Facts of scripture, not speculation.
 
But there is something in what you said there, I think, related to the idea of God 'returning' ("restoring") all things to himself in the death of Christ that I dearly want to understand. (This even goes to the argument for Total Depravity and particularly for Limited Atonement.)
That is probably a bottomless (from our perspective) subject. It also deals with things not seen and not told by God, and the fact that we tend to look at the beginning of everything being the creation of our world, even though we know better. We have no clue what was taking place in eternity before God created our world and us. We know other things were created, even other beings. That is all we know on that score.

We know too, and only because God tells us in His word, that Satan is the instigator of mankind's fall and all that went with it as to the natural world as well as humanity. In the first chapter of Job we find an explicit encounter between God and the devil. We see Satan challenge God and God give him permission to do something. I think from this we can safely assume that Satan can't do anything unless God permits him too, and if He does permit him, it is serving a purpose.

That being said, and before I get yelled at (not by you) "What does Job have to do with the OP!", I am responding to your quoted statement, and just as your statement pertains to TD and LA----so does this. It needed a preface.

We know that through the redemption of mankind, God is restoring all of His fallen creation, more accurately, a new creation. He is creating/choosing a people to populate this new creation, and after all is said and done, these people will be incorruptible, whereas Adam was corruptible but not yet corrupted. They will be immortal, whereas in Adam, they are mortal (they can die.) They are born from above in Christ instead formed from the earth as was Adam.
★ ★ ★ ★
_Exercise aim_. Carry on the passage about God restoring his fallen creation through Christ from its last sentence.

_Dataset extract_.
★ ★ ★ ★
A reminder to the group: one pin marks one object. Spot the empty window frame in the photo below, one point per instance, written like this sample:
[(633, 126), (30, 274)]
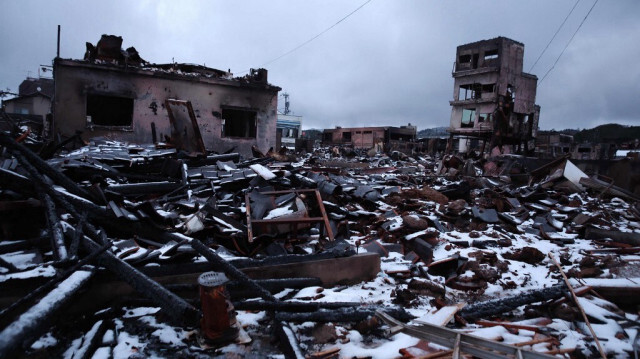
★ ★ ★ ★
_Response below_.
Christ removes every obstacle to this happening by defeating sin and death on the cross. At the present time it still exists but it has no power over those Jesus gives Himself as their kinsman redeemer, and takes the full weight of sins legal punishment. One and done. In God's timing, when all of these elect have been gathered to the Shepherd, the risen Christ will return and not only defeat sin and death, but destroy it by the destruction of the instigator of evil, and all those who worshiped him. And the dead in Christ will rise to life, those who remain will be changed, and there will not be a single person in which dwells any evil or evil desires, and no outside source of evil. Jesus is a warrior of epic proportions!!

If that is true, and at least the process and end result are true, even if I may have ventured in places outside the lines, how is that to possibly happen and remain all of God, unless all men are on equal footing as to position before God? And in that case, how can it happen and be all of God if He does not determine ahead of time who He will give to Christ, and bring them to Christ with absolute certainty? In which case, how can He do that and with certainty, since all are equally unreconciled to Him, unless He changes something in them first---namely their hard and corrupt heart, turning them to Him instead of their being turned away from Him. If all people are not saved, and they are not, it can only be because Jesus's work on the cross was never intended to save everyone, but only those God intended to save. The ones He gives Jesus.